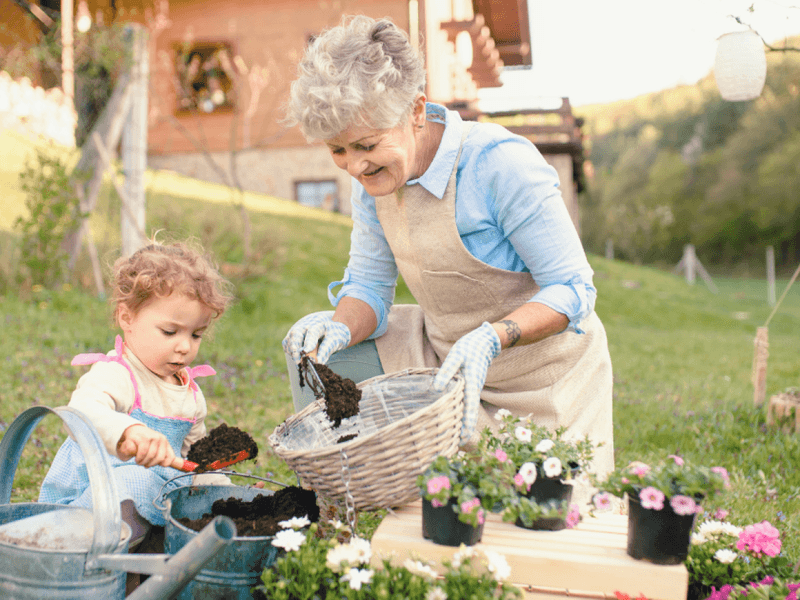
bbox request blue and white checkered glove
[283,310,350,364]
[433,321,500,444]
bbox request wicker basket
[269,369,464,509]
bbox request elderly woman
[283,16,613,472]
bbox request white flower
[425,586,447,600]
[341,568,375,590]
[278,516,311,529]
[494,408,511,421]
[542,456,561,477]
[514,427,533,442]
[714,548,738,565]
[519,463,536,485]
[484,550,511,581]
[403,558,439,579]
[272,529,306,552]
[350,537,372,564]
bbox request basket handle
[0,406,122,564]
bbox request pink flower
[667,454,683,467]
[592,492,611,510]
[669,496,697,516]
[711,467,731,488]
[736,521,781,556]
[639,486,664,510]
[566,502,581,529]
[428,475,450,494]
[628,460,650,477]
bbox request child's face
[119,292,213,384]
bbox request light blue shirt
[328,103,597,339]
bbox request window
[295,180,340,212]
[175,42,235,113]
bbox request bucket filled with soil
[159,482,319,600]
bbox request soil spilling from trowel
[177,486,319,537]
[298,356,361,427]
[186,423,258,473]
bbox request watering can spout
[128,516,236,600]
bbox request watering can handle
[0,406,122,562]
[153,470,286,512]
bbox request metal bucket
[0,406,131,600]
[156,473,283,600]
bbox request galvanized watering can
[0,406,236,600]
[153,471,285,600]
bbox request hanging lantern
[714,29,767,102]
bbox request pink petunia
[736,520,781,556]
[592,492,611,510]
[428,475,450,494]
[639,486,664,510]
[566,502,581,529]
[669,495,697,516]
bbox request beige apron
[375,123,614,474]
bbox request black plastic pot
[628,496,697,565]
[422,498,483,546]
[514,477,572,531]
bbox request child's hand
[117,425,183,469]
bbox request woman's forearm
[491,302,569,348]
[333,296,378,346]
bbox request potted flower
[594,454,728,565]
[686,511,795,600]
[478,409,594,531]
[417,451,506,546]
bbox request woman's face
[325,103,427,196]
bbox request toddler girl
[39,243,232,549]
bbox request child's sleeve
[69,362,142,456]
[188,387,233,485]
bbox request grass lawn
[0,130,800,561]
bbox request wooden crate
[372,501,689,600]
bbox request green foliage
[255,524,522,600]
[15,149,83,286]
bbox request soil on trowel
[298,356,361,427]
[177,486,319,537]
[186,423,258,473]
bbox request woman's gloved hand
[283,310,350,364]
[433,322,500,444]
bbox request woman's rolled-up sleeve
[328,180,398,339]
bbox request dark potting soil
[177,486,319,537]
[298,356,361,427]
[186,423,258,473]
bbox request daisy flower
[514,427,533,442]
[542,456,561,477]
[272,529,306,552]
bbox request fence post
[120,24,150,256]
[767,246,775,306]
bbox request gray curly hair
[287,15,425,140]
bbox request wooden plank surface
[372,501,689,600]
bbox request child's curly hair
[111,241,233,321]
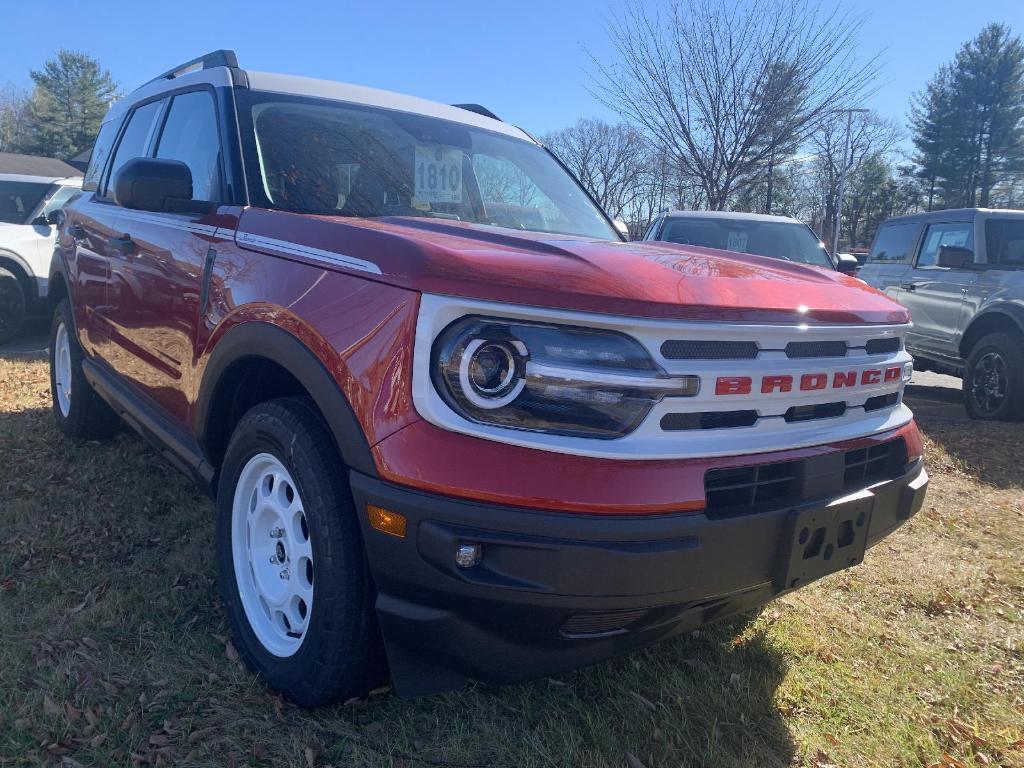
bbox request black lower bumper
[351,460,928,696]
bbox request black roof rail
[452,104,505,123]
[142,48,239,85]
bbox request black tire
[964,333,1024,421]
[49,299,121,440]
[217,397,384,707]
[0,268,27,344]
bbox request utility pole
[833,108,870,256]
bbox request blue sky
[0,0,1024,147]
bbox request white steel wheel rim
[53,323,71,418]
[231,454,313,658]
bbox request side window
[918,221,974,269]
[985,219,1024,269]
[867,224,919,264]
[103,101,163,195]
[157,90,221,203]
[41,186,82,216]
[82,120,121,191]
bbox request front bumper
[350,459,928,696]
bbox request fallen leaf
[43,693,60,715]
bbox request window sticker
[942,229,971,248]
[725,229,746,253]
[413,144,462,203]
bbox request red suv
[49,51,928,705]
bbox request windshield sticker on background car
[414,144,462,203]
[726,229,746,253]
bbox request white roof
[0,173,82,186]
[665,211,803,224]
[246,70,532,143]
[103,67,534,143]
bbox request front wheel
[50,299,121,440]
[217,397,381,707]
[964,333,1024,421]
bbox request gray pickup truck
[859,208,1024,421]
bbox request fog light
[455,544,483,568]
[367,504,406,539]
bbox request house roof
[0,152,82,178]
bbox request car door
[898,218,978,359]
[857,220,921,301]
[66,99,164,358]
[100,87,233,425]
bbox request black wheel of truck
[0,268,26,344]
[217,397,381,707]
[50,299,121,440]
[964,333,1024,421]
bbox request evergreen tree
[911,24,1024,209]
[19,49,117,159]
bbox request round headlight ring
[459,338,527,411]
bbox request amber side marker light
[367,504,406,539]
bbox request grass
[0,357,1024,768]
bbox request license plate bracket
[774,496,873,590]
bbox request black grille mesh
[785,341,846,358]
[864,336,900,354]
[662,411,758,432]
[662,339,758,360]
[864,392,899,412]
[705,438,906,519]
[560,608,647,637]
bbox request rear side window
[157,90,221,202]
[918,221,974,267]
[106,101,163,195]
[985,219,1024,269]
[867,224,918,264]
[82,120,121,191]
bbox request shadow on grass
[0,317,50,360]
[915,411,1024,488]
[0,393,794,768]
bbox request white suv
[0,173,82,344]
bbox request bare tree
[592,0,878,209]
[809,112,902,243]
[541,120,651,218]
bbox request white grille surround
[413,294,913,461]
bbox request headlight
[431,316,699,439]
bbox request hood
[239,209,909,324]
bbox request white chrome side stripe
[236,232,382,274]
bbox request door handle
[106,234,135,256]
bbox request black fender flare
[0,248,39,301]
[195,321,377,477]
[957,301,1024,359]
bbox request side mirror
[114,158,191,212]
[935,246,974,269]
[836,253,860,274]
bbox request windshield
[244,93,618,240]
[0,181,50,224]
[658,216,835,269]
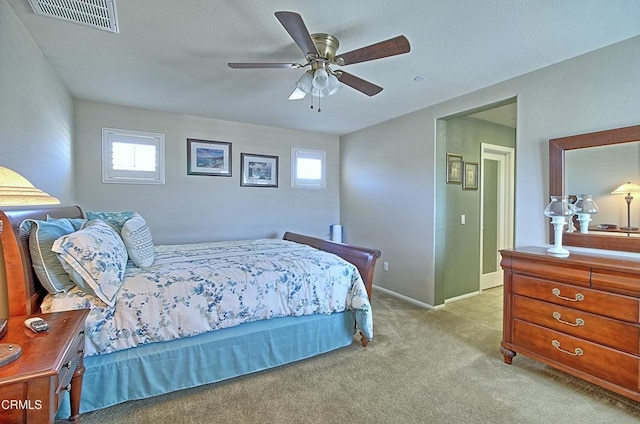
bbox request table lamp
[0,166,60,366]
[611,181,640,231]
[574,194,598,234]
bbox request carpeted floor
[59,288,640,424]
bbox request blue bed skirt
[57,312,355,419]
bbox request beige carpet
[60,292,640,424]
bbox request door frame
[478,143,515,293]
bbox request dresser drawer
[513,295,640,355]
[513,274,640,323]
[55,331,84,394]
[514,319,640,391]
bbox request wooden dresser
[500,247,640,401]
[0,309,89,424]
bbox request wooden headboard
[0,206,84,316]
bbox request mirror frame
[549,125,640,252]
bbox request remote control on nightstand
[24,317,49,333]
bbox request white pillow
[51,219,128,306]
[120,213,155,267]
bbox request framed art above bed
[240,153,278,187]
[187,138,231,177]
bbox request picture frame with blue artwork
[187,138,231,177]
[240,153,278,187]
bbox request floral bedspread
[42,239,373,356]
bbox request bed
[0,206,380,418]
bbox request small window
[102,128,164,184]
[291,147,327,188]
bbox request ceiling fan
[228,11,411,104]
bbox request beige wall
[340,37,640,305]
[74,101,340,244]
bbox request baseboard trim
[373,284,444,309]
[444,291,480,305]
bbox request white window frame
[291,147,327,189]
[102,128,165,184]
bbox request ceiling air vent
[29,0,118,32]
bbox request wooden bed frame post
[282,231,382,301]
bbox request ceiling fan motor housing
[311,33,340,61]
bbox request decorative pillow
[47,215,87,231]
[120,213,155,267]
[20,219,75,294]
[52,219,128,306]
[86,211,135,234]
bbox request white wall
[74,101,340,244]
[341,37,640,305]
[0,0,73,202]
[0,0,73,317]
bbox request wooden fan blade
[227,62,303,69]
[338,70,382,97]
[275,12,318,57]
[334,35,411,66]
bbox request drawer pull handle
[551,289,584,302]
[551,340,584,356]
[553,312,584,327]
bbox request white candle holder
[544,196,575,258]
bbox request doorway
[479,143,515,292]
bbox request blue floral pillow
[20,219,75,294]
[52,219,128,306]
[86,211,135,234]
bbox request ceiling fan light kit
[228,11,411,112]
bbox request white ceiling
[8,0,640,135]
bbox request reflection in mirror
[549,125,640,253]
[565,142,640,236]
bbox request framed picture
[240,153,278,187]
[187,138,231,177]
[447,153,462,184]
[462,162,478,190]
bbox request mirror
[549,125,640,253]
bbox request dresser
[500,247,640,401]
[0,309,89,424]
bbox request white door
[480,143,515,291]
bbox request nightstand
[0,309,89,424]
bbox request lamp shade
[544,196,575,218]
[0,166,60,206]
[611,182,640,194]
[574,194,599,215]
[296,71,313,94]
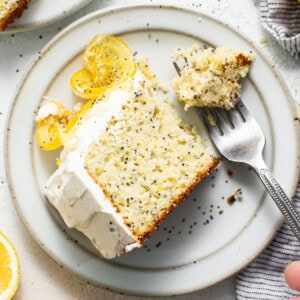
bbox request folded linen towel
[236,181,300,300]
[260,0,300,59]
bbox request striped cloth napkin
[260,0,300,59]
[236,0,300,300]
[236,181,300,300]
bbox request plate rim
[4,4,300,296]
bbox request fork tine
[212,108,233,134]
[236,99,252,121]
[227,102,245,128]
[198,107,223,139]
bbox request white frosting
[41,74,145,258]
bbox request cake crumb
[259,36,268,44]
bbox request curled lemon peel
[70,34,136,99]
[37,34,136,151]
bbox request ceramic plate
[6,6,300,295]
[0,0,91,33]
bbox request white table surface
[0,0,300,300]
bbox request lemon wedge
[70,34,136,99]
[0,231,20,300]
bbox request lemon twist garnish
[0,231,20,300]
[37,34,136,151]
[70,34,136,99]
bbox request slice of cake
[37,34,218,258]
[0,0,30,30]
[42,72,218,258]
[173,46,253,109]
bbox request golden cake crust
[0,0,30,31]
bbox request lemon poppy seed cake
[173,45,253,109]
[0,0,30,30]
[37,37,218,258]
[85,81,216,243]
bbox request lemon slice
[70,34,136,99]
[0,231,20,300]
[37,116,62,151]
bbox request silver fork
[200,100,300,240]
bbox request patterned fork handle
[255,167,300,241]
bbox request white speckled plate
[0,0,91,34]
[6,6,299,295]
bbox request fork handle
[256,168,300,241]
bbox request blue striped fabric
[260,0,300,59]
[236,182,300,300]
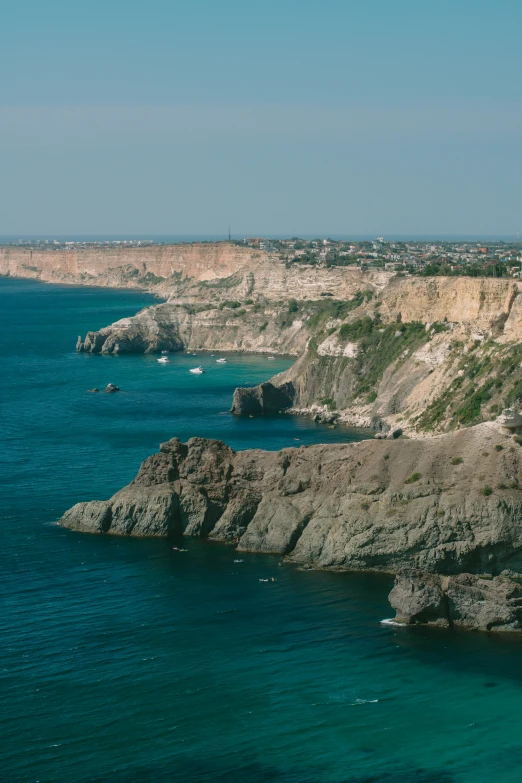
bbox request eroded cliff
[78,272,522,435]
[60,424,522,627]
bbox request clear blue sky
[0,0,522,234]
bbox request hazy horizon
[0,0,522,237]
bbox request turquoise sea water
[0,279,522,783]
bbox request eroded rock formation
[389,570,522,631]
[60,424,522,627]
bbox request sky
[0,0,522,236]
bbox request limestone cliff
[0,242,267,295]
[60,424,522,632]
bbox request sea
[0,278,522,783]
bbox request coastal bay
[0,279,522,783]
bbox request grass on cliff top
[302,290,373,332]
[199,272,243,289]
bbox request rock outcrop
[60,424,522,628]
[231,383,295,415]
[77,270,522,436]
[389,570,522,631]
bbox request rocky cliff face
[75,272,522,435]
[60,424,522,625]
[390,569,522,631]
[0,242,267,294]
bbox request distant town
[3,237,522,277]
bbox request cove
[0,279,522,783]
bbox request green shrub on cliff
[307,290,373,331]
[319,397,335,411]
[339,316,429,396]
[219,299,241,310]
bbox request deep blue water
[0,279,522,783]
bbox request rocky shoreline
[60,424,522,630]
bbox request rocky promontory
[60,424,522,628]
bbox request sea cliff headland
[60,424,522,630]
[9,243,522,630]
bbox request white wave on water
[380,617,406,628]
[350,699,379,707]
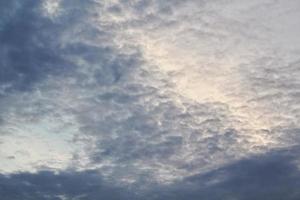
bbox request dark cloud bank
[0,0,300,200]
[0,146,300,200]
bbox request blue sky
[0,0,300,200]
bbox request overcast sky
[0,0,300,200]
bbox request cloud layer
[0,0,300,200]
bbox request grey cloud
[0,171,133,200]
[0,146,300,200]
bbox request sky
[0,0,300,200]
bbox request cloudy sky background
[0,0,300,200]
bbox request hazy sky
[0,0,300,200]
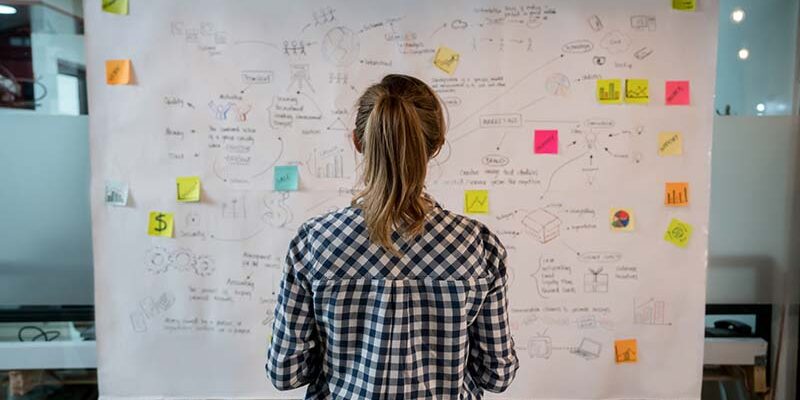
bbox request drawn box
[522,209,561,243]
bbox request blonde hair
[353,75,445,255]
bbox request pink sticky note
[533,129,558,154]
[664,81,691,106]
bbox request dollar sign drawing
[154,213,167,232]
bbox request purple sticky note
[664,81,691,106]
[533,129,558,154]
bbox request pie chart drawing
[611,210,631,229]
[544,74,570,96]
[322,26,360,67]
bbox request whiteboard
[85,0,717,399]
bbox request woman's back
[267,75,518,399]
[267,204,517,399]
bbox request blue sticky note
[275,165,300,192]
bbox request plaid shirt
[266,204,519,399]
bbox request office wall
[708,117,800,399]
[0,113,93,305]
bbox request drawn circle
[145,247,169,274]
[544,74,570,96]
[611,210,631,228]
[322,26,359,67]
[169,249,197,271]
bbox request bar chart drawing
[664,182,689,207]
[633,298,672,325]
[599,82,621,101]
[309,147,346,179]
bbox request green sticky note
[664,218,692,247]
[672,0,697,11]
[103,0,128,15]
[275,165,300,192]
[175,176,200,202]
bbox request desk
[0,341,97,370]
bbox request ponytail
[353,75,444,255]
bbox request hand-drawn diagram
[144,247,216,277]
[130,292,175,333]
[87,0,716,398]
[522,209,561,244]
[518,329,603,361]
[583,267,608,293]
[633,298,672,325]
[322,26,359,67]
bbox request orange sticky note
[664,81,692,106]
[106,60,131,85]
[614,339,639,364]
[664,182,689,207]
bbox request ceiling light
[0,4,17,14]
[739,48,750,60]
[731,8,744,24]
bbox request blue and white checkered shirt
[266,204,519,399]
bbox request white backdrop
[85,0,717,399]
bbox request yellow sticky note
[658,132,683,156]
[464,190,489,214]
[176,176,200,202]
[433,46,461,75]
[664,218,692,247]
[664,182,689,207]
[672,0,697,11]
[106,60,131,85]
[609,208,635,232]
[103,0,128,15]
[597,79,622,104]
[147,211,175,237]
[625,79,650,104]
[614,339,639,364]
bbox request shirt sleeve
[266,228,322,390]
[467,228,519,393]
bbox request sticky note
[533,129,558,154]
[658,132,683,156]
[103,0,128,15]
[106,181,128,207]
[175,176,200,202]
[433,46,461,75]
[147,211,174,237]
[614,339,639,364]
[664,218,692,247]
[664,182,689,207]
[464,190,489,214]
[672,0,697,11]
[597,79,622,104]
[625,79,650,104]
[275,165,300,192]
[609,208,634,232]
[106,60,131,85]
[664,81,691,106]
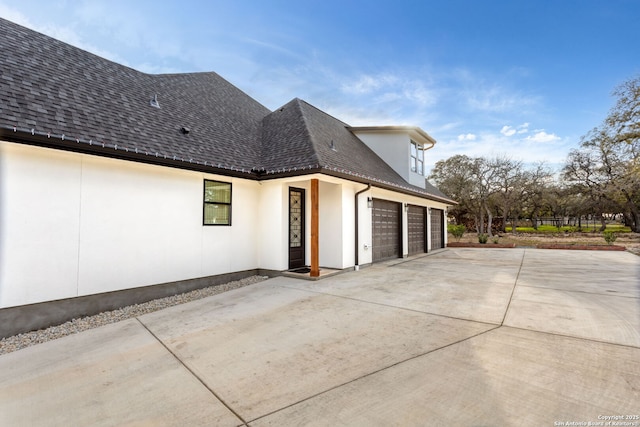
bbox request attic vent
[149,94,160,108]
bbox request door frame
[287,187,307,270]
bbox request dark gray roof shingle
[0,18,269,169]
[0,18,449,201]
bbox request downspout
[354,184,371,271]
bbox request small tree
[602,231,618,245]
[448,224,467,242]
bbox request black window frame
[202,179,233,227]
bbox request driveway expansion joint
[135,317,247,426]
[500,249,527,326]
[248,322,502,425]
[278,285,504,326]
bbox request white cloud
[458,133,476,141]
[341,73,438,107]
[518,123,529,134]
[500,123,529,136]
[525,130,560,143]
[500,125,516,136]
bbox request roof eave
[0,126,260,180]
[347,126,436,150]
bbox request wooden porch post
[310,179,320,277]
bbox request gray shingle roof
[0,18,450,206]
[0,18,269,169]
[261,98,451,202]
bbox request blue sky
[0,0,640,173]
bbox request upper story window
[411,141,424,175]
[202,179,231,225]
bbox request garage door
[407,205,427,255]
[431,208,444,250]
[372,199,402,261]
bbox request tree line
[429,76,640,235]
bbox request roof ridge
[294,97,328,167]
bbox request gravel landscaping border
[0,276,269,355]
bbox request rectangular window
[411,141,424,175]
[203,179,231,225]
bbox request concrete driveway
[0,248,640,426]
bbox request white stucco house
[0,19,455,336]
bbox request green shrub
[602,230,618,245]
[447,224,467,242]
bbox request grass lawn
[506,224,631,234]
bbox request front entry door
[289,188,305,270]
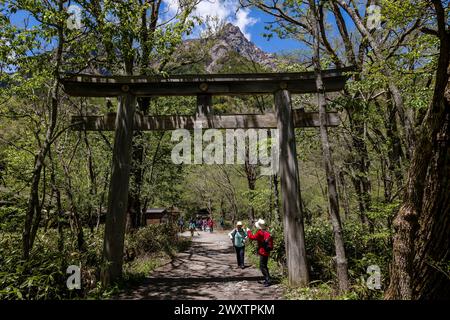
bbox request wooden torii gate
[60,67,353,285]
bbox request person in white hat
[247,219,273,287]
[228,221,247,269]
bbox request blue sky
[5,0,356,53]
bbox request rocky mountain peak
[206,23,276,72]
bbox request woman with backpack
[228,221,247,269]
[247,219,273,287]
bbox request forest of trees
[0,0,450,300]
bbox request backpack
[263,231,273,252]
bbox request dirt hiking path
[117,231,282,300]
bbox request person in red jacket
[247,219,270,287]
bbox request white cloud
[231,9,258,40]
[164,0,258,40]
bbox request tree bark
[385,0,450,299]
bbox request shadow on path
[117,232,282,300]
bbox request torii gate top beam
[60,67,354,97]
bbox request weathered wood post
[102,92,136,285]
[196,92,212,117]
[275,89,309,286]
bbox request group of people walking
[228,219,273,287]
[188,217,214,236]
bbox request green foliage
[0,206,25,232]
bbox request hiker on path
[219,216,225,230]
[228,221,247,269]
[189,219,196,237]
[247,219,273,287]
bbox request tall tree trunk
[244,157,256,224]
[309,0,349,292]
[385,0,450,299]
[275,90,309,287]
[22,1,64,260]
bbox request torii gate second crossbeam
[60,67,354,284]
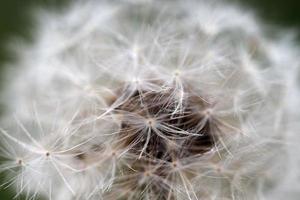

* * *

Copy out the material above, starting at the line containing "bbox request black tire" and continuing through the line containing "[726,229,746,253]", with both of those lines included.

bbox request black tire
[964,333,1024,421]
[49,299,121,440]
[217,397,384,707]
[0,268,27,344]
bbox request utility pole
[833,108,870,256]
bbox request blue sky
[0,0,1024,147]
bbox request white steel wheel rim
[53,323,71,418]
[231,454,313,658]
bbox request side window
[918,221,974,269]
[985,219,1024,269]
[867,224,919,264]
[103,101,163,195]
[157,90,221,203]
[41,186,82,216]
[82,120,121,191]
bbox request front bumper
[350,459,928,696]
bbox request fallen leaf
[43,693,60,715]
bbox request window sticker
[942,229,971,248]
[725,229,746,253]
[413,144,462,203]
bbox request red suv
[49,51,928,705]
bbox request windshield sticker on background car
[414,144,462,203]
[726,229,746,253]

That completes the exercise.